— start Text provided —
Dennard’s scaling theory^1,2 has acted as a guideline for the semiconductor industry to miniaturize the metal oxide semiconductor (MOS) technology in order to comply with the Moore’s law³. According to this theory, the power density remains constant over technology nodes if both the dimension and supply voltage (V_D) are scaled by the same factor (known as constant-field scaling). A V_D scaling also calls for an equal scaling of the threshold voltage (V_T) to preserve the ON-current (I_ON). Since the subthreshold slope (SS) of a MOSFET does not scale with feature size (rather degrades due to drain-induced-barrier-lowering (DIBL) effect) and limited to minimum value of 60 mV/decade, the OFF-current (I_OFF) increases exponentially with V_T reduction. It is worth noting that the limited value of SS arises from the thermionic emission of the carriers from the source to the channel in a conventional MOSFET. This OFF-state current leads to significant static power dissipation, which is very crucial for battery operated modern hand-held electronic gadgets (cell phone, tablet etc). As a result, the semiconductor industry has been forced to adopt the energy-inept constant-voltage scaling practice for a decade with a value close to 0.6 V.
— end Text provided —
— start Record set —
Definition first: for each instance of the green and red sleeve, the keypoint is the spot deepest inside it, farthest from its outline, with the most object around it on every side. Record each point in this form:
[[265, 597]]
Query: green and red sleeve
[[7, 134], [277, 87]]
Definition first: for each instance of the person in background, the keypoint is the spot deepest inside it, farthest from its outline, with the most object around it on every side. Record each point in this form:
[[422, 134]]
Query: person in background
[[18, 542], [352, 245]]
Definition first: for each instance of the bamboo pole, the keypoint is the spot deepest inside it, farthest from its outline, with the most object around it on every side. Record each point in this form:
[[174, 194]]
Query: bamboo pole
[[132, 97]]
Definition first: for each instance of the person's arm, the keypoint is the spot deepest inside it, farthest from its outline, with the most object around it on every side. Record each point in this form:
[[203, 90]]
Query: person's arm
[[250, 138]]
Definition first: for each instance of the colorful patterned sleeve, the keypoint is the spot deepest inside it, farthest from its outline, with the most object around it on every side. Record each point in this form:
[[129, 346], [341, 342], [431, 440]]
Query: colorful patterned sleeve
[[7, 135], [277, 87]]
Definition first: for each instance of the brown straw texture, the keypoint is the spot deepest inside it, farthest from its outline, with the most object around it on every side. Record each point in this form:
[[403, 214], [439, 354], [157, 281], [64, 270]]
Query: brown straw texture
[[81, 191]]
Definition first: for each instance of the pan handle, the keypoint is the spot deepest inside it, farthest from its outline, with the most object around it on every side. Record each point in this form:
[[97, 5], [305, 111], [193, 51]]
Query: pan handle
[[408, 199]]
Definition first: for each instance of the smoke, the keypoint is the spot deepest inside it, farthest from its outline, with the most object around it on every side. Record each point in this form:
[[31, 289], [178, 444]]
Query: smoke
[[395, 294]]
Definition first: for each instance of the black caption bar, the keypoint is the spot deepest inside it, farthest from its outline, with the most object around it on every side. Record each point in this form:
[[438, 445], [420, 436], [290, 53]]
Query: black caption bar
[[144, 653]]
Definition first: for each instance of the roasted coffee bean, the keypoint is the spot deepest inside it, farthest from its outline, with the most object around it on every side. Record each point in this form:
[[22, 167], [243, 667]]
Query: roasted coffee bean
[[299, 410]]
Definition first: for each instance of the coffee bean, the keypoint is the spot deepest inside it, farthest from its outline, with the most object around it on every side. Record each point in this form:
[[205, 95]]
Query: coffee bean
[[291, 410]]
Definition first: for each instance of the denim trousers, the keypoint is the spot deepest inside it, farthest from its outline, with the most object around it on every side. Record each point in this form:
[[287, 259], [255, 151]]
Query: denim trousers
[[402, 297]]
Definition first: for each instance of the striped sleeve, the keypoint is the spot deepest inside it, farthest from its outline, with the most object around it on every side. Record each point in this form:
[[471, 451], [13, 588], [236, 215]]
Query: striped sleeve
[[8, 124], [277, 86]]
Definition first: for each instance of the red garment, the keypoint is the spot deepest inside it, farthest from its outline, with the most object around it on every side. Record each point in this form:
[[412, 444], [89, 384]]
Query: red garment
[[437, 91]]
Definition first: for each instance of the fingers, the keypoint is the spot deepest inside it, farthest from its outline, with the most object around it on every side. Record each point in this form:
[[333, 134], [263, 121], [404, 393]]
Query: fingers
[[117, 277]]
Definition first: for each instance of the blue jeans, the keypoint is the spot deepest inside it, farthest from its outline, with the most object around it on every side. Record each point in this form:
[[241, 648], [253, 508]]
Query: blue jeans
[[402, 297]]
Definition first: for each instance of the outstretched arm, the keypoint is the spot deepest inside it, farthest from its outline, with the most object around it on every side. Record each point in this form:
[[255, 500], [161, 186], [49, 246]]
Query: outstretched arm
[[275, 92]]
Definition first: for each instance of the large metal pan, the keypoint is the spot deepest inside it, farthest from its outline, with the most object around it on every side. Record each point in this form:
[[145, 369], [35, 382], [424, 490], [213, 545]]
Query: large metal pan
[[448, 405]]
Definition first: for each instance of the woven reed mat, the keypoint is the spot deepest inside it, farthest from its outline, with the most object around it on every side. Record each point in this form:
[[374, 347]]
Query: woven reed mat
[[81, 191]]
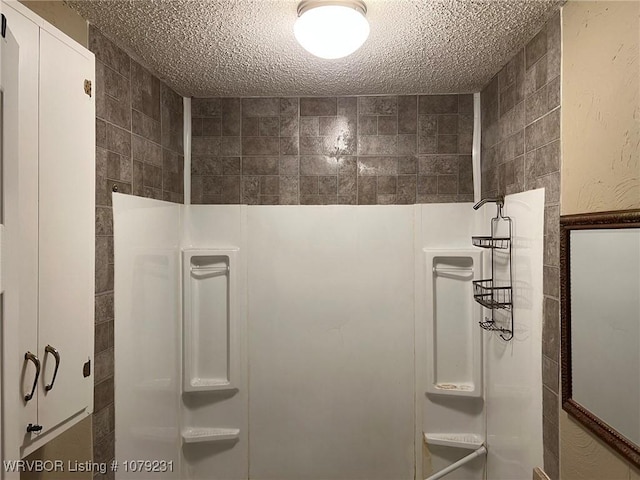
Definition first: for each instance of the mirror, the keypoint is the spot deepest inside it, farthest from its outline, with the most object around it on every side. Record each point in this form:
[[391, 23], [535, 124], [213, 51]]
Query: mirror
[[600, 295]]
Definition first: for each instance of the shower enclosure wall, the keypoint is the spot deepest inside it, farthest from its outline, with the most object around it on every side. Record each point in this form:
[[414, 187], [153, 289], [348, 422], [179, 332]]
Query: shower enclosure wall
[[321, 342]]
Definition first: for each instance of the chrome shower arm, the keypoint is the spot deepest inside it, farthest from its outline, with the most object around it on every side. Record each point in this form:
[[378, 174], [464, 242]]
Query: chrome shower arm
[[499, 201]]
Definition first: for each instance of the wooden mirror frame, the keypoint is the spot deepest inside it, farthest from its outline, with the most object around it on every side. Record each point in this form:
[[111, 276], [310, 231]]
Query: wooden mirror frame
[[592, 221]]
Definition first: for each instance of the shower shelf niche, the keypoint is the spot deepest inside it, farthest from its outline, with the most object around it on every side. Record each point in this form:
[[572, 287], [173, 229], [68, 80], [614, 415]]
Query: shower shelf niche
[[458, 440], [455, 367], [210, 338], [201, 435]]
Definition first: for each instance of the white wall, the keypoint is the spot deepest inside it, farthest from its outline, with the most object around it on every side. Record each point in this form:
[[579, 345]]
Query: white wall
[[147, 332], [443, 227], [513, 370], [331, 343], [334, 302]]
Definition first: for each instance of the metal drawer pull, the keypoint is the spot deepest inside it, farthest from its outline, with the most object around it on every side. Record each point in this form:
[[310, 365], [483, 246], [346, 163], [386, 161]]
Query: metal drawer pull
[[31, 357], [56, 355]]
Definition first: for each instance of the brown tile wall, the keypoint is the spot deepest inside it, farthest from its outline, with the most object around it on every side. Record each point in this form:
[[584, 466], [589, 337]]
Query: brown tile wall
[[139, 149], [332, 150], [520, 152]]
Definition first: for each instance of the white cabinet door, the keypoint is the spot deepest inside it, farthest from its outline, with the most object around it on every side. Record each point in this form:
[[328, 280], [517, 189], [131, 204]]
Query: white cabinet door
[[9, 248], [20, 326], [66, 229]]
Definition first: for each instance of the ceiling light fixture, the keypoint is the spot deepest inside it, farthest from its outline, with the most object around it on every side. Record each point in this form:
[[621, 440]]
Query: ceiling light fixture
[[331, 28]]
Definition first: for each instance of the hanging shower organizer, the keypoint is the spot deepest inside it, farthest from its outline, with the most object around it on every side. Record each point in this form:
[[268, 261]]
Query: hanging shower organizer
[[492, 293]]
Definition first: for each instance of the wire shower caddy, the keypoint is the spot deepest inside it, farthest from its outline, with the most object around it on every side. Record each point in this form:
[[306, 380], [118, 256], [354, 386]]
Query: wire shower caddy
[[489, 292]]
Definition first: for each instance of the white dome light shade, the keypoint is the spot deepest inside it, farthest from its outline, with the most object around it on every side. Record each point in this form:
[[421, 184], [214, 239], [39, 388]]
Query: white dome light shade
[[331, 29]]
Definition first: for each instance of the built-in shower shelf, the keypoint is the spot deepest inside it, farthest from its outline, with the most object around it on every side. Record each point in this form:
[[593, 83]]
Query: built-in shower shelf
[[455, 387], [200, 435], [458, 440]]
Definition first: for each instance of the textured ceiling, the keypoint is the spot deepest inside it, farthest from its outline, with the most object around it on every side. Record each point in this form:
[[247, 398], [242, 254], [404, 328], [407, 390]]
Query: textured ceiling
[[247, 48]]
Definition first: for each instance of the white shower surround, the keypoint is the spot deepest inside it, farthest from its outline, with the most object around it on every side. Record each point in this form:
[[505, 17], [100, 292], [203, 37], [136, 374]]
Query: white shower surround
[[331, 344]]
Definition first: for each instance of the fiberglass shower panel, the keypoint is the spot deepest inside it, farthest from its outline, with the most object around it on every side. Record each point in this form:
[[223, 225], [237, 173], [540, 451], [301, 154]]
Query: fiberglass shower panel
[[331, 342]]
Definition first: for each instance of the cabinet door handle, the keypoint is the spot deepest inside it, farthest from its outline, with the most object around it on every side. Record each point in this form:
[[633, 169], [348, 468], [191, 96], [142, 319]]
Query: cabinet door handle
[[56, 355], [32, 358]]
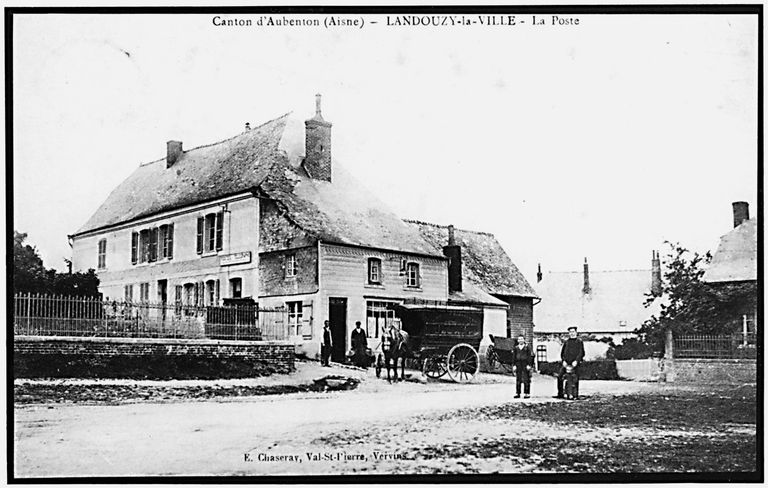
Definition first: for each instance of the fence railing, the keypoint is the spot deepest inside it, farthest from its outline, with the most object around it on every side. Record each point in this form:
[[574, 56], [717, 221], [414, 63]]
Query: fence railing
[[93, 317], [736, 346]]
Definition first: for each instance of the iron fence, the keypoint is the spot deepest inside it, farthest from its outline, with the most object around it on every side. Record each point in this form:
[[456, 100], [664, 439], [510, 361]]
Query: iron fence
[[736, 346], [44, 315]]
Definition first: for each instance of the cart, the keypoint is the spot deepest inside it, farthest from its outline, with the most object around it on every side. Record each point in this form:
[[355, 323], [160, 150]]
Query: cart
[[444, 338], [500, 353]]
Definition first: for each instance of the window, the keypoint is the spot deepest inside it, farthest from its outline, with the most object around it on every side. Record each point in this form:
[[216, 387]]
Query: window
[[541, 353], [377, 315], [290, 265], [412, 275], [166, 241], [102, 254], [236, 287], [374, 271], [295, 312], [144, 292], [128, 293], [210, 232], [212, 292]]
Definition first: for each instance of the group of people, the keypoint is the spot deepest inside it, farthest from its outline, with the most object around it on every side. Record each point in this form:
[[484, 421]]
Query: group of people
[[571, 356], [359, 342]]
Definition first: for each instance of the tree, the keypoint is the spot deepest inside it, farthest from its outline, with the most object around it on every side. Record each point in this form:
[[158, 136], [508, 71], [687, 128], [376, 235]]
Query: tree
[[692, 306], [30, 275]]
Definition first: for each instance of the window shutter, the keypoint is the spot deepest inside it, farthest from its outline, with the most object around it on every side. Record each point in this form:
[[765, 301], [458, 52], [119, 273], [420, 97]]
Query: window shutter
[[170, 241], [200, 228], [134, 247], [219, 230]]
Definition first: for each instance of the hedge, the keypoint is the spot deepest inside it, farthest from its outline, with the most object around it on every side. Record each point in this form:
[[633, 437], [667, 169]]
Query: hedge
[[588, 370]]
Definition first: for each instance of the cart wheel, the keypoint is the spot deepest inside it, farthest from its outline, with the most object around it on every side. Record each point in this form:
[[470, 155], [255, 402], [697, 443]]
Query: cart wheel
[[434, 368], [491, 358], [463, 363], [379, 365]]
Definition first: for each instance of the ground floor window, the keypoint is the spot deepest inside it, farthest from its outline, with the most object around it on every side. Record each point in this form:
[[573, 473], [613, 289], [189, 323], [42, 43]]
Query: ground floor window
[[378, 313], [295, 314]]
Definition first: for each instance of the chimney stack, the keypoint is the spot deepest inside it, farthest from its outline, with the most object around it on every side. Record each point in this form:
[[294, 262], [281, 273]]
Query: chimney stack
[[174, 153], [740, 213], [655, 274], [317, 159], [453, 253], [587, 289]]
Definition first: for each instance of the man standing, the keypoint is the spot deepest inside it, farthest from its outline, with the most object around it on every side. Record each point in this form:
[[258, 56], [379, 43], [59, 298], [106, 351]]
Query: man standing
[[522, 364], [325, 346], [359, 345], [571, 354]]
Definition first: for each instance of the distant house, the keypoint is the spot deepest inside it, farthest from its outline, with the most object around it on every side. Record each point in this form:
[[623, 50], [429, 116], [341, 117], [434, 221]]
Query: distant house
[[270, 214], [735, 263], [602, 304]]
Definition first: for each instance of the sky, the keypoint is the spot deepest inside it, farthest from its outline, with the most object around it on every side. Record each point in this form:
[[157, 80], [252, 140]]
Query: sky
[[598, 140]]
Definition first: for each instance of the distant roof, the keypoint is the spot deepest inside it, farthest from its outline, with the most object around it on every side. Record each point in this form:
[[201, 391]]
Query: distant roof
[[265, 160], [484, 261], [616, 296], [736, 255]]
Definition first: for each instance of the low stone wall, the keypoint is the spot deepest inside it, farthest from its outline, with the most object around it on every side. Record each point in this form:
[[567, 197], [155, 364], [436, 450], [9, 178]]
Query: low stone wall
[[98, 357], [711, 371], [639, 369]]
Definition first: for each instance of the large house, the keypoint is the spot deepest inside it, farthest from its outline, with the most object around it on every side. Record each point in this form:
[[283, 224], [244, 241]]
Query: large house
[[269, 214], [734, 267], [602, 304]]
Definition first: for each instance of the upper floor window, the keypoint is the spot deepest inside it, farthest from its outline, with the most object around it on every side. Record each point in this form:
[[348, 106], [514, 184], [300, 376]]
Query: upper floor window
[[149, 245], [210, 232], [412, 275], [290, 265], [102, 254], [236, 287], [374, 271]]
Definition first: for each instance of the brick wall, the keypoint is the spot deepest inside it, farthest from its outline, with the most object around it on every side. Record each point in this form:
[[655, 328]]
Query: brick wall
[[711, 371], [150, 358]]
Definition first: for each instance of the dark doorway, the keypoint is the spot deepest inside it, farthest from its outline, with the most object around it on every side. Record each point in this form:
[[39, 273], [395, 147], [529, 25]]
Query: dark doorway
[[162, 295], [337, 316]]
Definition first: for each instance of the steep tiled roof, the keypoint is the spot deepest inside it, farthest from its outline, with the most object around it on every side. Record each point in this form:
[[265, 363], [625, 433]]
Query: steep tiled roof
[[484, 261], [266, 160], [232, 166], [616, 296], [736, 256]]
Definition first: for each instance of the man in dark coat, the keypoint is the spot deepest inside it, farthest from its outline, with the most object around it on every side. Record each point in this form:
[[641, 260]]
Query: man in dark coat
[[522, 364], [359, 346], [571, 354], [325, 346]]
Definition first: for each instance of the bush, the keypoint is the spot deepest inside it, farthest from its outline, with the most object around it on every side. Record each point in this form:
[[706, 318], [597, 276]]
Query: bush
[[588, 370]]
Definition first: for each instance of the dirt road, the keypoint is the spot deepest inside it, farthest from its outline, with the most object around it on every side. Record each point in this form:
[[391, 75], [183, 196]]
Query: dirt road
[[378, 428]]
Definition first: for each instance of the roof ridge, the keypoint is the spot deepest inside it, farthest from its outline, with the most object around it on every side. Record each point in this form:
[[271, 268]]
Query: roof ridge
[[413, 221], [223, 140]]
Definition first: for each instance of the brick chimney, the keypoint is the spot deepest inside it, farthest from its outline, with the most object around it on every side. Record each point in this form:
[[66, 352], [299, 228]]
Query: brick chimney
[[740, 213], [655, 274], [453, 253], [587, 289], [174, 153], [317, 161]]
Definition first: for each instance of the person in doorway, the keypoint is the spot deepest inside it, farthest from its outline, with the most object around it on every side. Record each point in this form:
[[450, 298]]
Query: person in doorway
[[522, 365], [325, 346], [571, 355], [359, 346]]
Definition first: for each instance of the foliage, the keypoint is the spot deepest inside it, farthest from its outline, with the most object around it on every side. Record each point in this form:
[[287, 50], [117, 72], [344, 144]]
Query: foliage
[[691, 306], [30, 275]]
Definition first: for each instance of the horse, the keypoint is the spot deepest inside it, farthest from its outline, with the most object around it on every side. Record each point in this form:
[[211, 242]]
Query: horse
[[394, 345]]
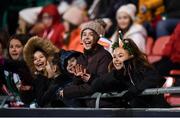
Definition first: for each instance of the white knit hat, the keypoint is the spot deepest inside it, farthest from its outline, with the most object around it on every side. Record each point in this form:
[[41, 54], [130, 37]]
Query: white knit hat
[[130, 9]]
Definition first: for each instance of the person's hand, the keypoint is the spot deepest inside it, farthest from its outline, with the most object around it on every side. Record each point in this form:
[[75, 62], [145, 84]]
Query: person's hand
[[86, 76]]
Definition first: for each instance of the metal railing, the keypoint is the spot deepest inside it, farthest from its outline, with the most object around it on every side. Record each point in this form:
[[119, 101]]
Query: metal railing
[[98, 96]]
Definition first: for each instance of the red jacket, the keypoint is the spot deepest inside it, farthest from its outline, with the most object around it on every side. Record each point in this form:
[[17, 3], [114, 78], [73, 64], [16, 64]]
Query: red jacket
[[172, 49]]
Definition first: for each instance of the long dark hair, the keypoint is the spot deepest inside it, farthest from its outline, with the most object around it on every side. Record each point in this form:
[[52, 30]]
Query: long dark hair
[[139, 58]]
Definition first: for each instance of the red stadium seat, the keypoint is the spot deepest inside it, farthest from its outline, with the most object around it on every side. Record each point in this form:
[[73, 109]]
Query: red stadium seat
[[157, 50]]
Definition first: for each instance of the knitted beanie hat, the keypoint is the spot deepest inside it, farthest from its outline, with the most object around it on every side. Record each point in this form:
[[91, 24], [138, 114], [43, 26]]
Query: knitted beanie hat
[[130, 9], [97, 26]]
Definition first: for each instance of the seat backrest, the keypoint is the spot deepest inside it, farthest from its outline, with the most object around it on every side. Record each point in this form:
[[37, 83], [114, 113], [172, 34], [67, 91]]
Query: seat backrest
[[159, 45], [149, 45]]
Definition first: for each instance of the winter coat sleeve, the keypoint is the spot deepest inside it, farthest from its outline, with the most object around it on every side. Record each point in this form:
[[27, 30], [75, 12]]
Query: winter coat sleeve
[[139, 40], [74, 91], [148, 79]]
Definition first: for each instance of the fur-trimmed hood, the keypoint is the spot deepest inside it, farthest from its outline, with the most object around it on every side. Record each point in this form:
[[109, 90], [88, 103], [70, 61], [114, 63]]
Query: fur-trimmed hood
[[34, 43]]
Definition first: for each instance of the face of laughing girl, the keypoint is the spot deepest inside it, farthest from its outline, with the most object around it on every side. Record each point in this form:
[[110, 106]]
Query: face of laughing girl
[[71, 63], [119, 56], [88, 40], [39, 61], [15, 49]]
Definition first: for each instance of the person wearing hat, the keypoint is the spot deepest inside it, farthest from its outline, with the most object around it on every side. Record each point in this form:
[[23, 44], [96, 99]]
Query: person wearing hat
[[38, 54], [125, 17], [131, 71], [94, 58]]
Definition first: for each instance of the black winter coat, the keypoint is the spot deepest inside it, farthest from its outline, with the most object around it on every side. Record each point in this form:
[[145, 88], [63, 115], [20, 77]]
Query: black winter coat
[[96, 62], [45, 90]]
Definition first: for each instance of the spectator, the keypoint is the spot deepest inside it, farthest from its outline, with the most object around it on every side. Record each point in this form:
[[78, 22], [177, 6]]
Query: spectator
[[125, 16], [172, 18], [95, 59], [130, 71], [16, 69], [171, 57], [38, 54], [3, 45]]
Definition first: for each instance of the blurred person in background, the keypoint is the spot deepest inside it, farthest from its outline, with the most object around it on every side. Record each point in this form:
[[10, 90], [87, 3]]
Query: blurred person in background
[[125, 17]]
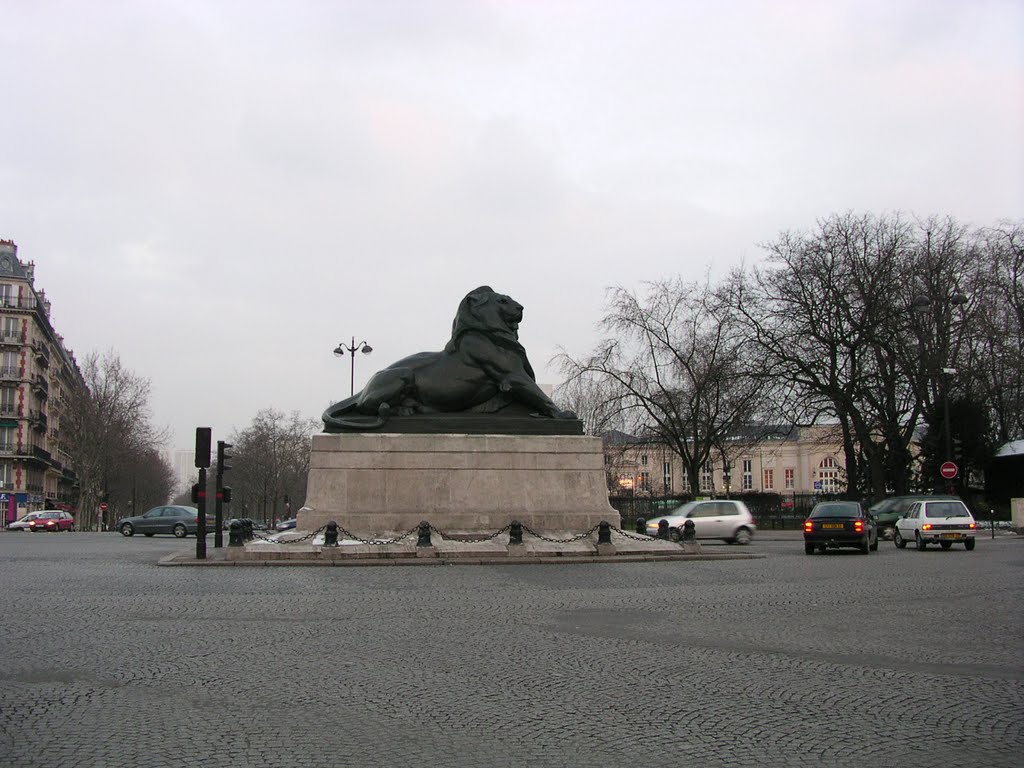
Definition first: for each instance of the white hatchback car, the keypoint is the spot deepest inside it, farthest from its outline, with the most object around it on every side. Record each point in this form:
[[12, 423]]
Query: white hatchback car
[[719, 518], [23, 523], [944, 522]]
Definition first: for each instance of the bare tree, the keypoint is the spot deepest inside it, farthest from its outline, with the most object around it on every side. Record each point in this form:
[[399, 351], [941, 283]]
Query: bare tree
[[996, 355], [110, 434], [675, 369], [270, 464]]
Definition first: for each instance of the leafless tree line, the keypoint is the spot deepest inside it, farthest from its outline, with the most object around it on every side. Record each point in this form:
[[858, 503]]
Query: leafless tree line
[[115, 450], [878, 325]]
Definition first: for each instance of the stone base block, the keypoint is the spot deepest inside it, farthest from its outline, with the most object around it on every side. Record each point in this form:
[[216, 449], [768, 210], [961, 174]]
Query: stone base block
[[377, 485]]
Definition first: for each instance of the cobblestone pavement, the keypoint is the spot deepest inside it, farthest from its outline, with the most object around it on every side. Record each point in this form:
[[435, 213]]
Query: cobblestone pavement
[[899, 658]]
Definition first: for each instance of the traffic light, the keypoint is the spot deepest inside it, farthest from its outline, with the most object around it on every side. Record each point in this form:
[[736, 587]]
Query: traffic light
[[202, 446], [957, 446], [223, 457]]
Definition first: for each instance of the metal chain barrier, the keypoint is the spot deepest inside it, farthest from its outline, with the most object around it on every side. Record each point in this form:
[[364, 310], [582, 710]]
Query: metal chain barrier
[[262, 538], [378, 542], [559, 541], [445, 537], [634, 537], [383, 542]]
— end Record set —
Required tasks
**1.** Answer these questions about the passage on Dennard scaling, one per line:
(a) What stays constant over technology nodes when both dimension and supply voltage are scaled by the same factor?
(b) What is the minimum value of the subthreshold slope?
(c) The industry's constant-voltage scaling practice has kept supply voltage close to what value?
**2.** Carry on with the passage on Dennard scaling, starting after its final sentence.

Answers for the tasks
**1.**
(a) The power density.
(b) 60 mV/decade.
(c) 0.6 V.

**2.**
Thus next generation transistor which can offer sub-60 mV/decade subthreshold slope is in high demand as it may restore the energy efficient constant-field scaling by enabling the supply voltage reduction below 0.6 V. In this view, some interesting devices like negative-capacitance FETs^4,5, imapact-ionization FETs^6,7,8 and tunnel FETs (TFET)^9,10,11,12 are being explored. Present work is focused on TFET, which is basically a gated p-i-n diode where the carriers are injected from the source to the channel by band-to-band tunneling (BTBT) mechanism¹³ and hence promises to offer very low I_OFF with steep subthreshold swing. However, poor SS and low ON-current have been observed in Silicon based TFETs¹⁴ due to large indirect energy band gap (1.12 eV), which imposes inefficient phonon assisted tunneling (PAT)¹⁵. Recent time has seen an extensive investigation of alternative materials for designing high performance TFET^{16,17,18,19,20,21}. Atomically thin layered materials, also known as 2D materials, have found great significance as TFET channel material due to their planar structure, excellent electrostatic integrity, mechanical flexibility and possibility of having direct band gap with low effective mass. Theoretical analysis has been conducted to estimate the performance of TFET based on different such 2D materials: Graphene nanoribbon^22,23,24, transition metal di-chalcogenides (MoS₂, WS₂, MoSe₂, WSe₂, MoTe₂ etc)^25,26, Phosphorene^27,28,29 etc. Such study has also been extended to hetero-bilayer^30,31,32 and hetero-junction devices²⁵. At the same time, experimental devices built upon such 2D materials^33,34,35 are also reported.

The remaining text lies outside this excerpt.